**Texte de l'exercice**
________________________

Les nouvelles structures, fondées sur cette nouvelle mentalité, doivent renoncer à l'autonomie absolue des marchés et de la spéculation financière et s'attaquer aux causes structurelles des inégalités

La dignité de chaque personne humaine et le bien commun sont des questions qui devraient structurer toute politique économique, mais elles semblent parfois n’être que des appendices ajoutés de l'extérieur pour compléter un discours politique sans perspectives ni programmes de véritable développement intégral. Que de mots sont devenus gênants pour ce système ! Il est gênant de parler d'éthique, gênant de parler de solidarité mondiale, gênant de parler de distribution des biens, gênant de parler de préserver les sources d'emploi, gênant de parler de la dignité des faibles, gênant de parler d'un Dieu qui exige un engagement pour la justice. D’autres fois, il arrive que ces mots fassent l’objet d’une manipulation opportuniste qui les déshonore. L’indifférence confortable face à ces questions vide notre vie et nos paroles de tout sens. La vocation d'un chef d'entreprise est une noble tâche, à condition qu'il se laisse interpeller par un sens plus large de la vie ; cela lui permet de servir véritablement le bien commun, par son effort pour multiplier et rendre plus accessibles à tous les biens de ce monde.

________________________

**Données**

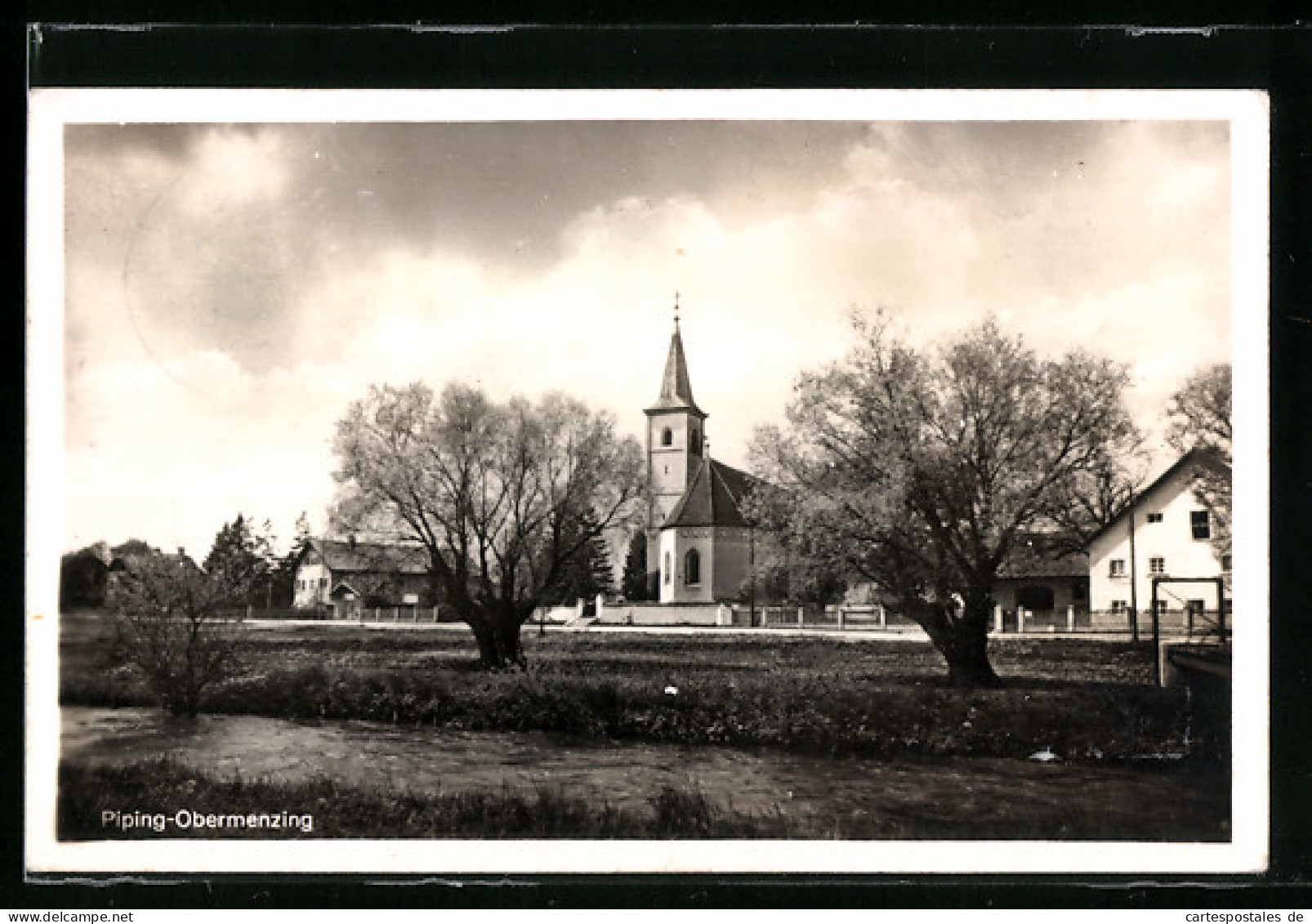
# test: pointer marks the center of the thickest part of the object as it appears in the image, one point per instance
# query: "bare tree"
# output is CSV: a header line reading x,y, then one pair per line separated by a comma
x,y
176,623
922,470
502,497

________________________

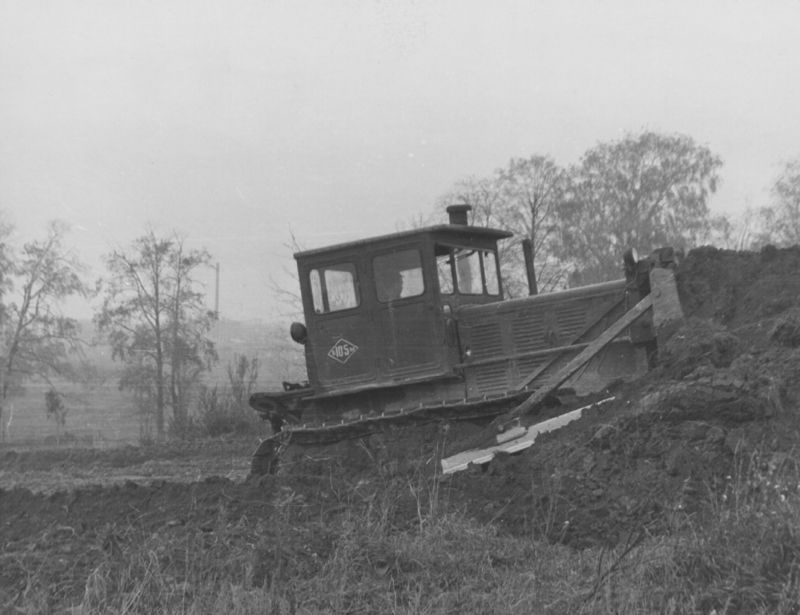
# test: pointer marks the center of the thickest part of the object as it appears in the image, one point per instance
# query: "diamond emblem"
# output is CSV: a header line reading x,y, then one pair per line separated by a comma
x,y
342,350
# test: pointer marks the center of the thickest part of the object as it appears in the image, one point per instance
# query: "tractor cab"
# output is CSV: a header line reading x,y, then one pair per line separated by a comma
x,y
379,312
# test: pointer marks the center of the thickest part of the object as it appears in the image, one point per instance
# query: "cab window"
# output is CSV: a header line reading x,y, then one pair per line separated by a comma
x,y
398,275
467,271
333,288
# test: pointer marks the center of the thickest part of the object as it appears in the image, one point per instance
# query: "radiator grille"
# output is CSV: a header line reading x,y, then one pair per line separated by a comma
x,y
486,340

________________________

**Consignes**
a – D'après le texte sur la dignité humaine et l'économie, à quelle condition la vocation d'un chef d'entreprise est-elle une noble tâche ?
b – Reprenez le texte sur la dignité humaine et l'économie juste après sa dernière phrase.
Les lignes ne sont d'aucune utilité ici.

**Réponses**
a – À condition qu'il se laisse interpeller par un sens plus large de la vie.

b –
Nous ne pouvons plus compter sur les forces aveugles et la main invisible du marché. La croissance équitable nécessite plus que la simple croissance économique, même si elle la suppose ; elle nécessite des décisions, des programmes, des mécanismes et des processus spécifiquement orientés vers une meilleure distribution des revenus, la création d’emplois, la promotion intégrale des pauvres dépassant le simple assistancialisme. Je suis loin de proposer un populisme irresponsable, mais l’économie ne peut plus recourir à des remèdes qui sont un nouveau poison, comme lorsqu’on cherche à augmenter la rentabilité en réduisant le marché de l’emploi et en créant ainsi de nouveaux exclus.

Si nous ne parvenons pas à ce changement de mentalité et de structures, nous sommes condamnés à voir s’aggraver la crise climatique, sanitaire, migratoire et plus particulièrement la violence et les guerres, mettant en péril l’ensemble de la famille humaine, pauvres et non pauvres, intégrés et exclus, parce que "nous sommes tous dans le même bateau et sommes appelés à ramer ensemble".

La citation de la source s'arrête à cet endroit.